• [Given request] Copy every line of the material below, requests included, and add 94 to each coordinate in the answers.

** BEGIN Information provided **

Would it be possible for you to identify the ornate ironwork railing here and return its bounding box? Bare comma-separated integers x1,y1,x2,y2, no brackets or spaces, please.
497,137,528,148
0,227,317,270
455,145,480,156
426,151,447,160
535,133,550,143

** END Information provided **

• [Worked solution]
Would it be possible for you to identify the ornate ironwork railing here and return its bounding box? Bare comma-separated integers x1,y1,x2,y2, no brackets or spaces, please.
591,231,622,242
94,321,411,364
549,239,574,250
520,245,541,254
629,227,644,237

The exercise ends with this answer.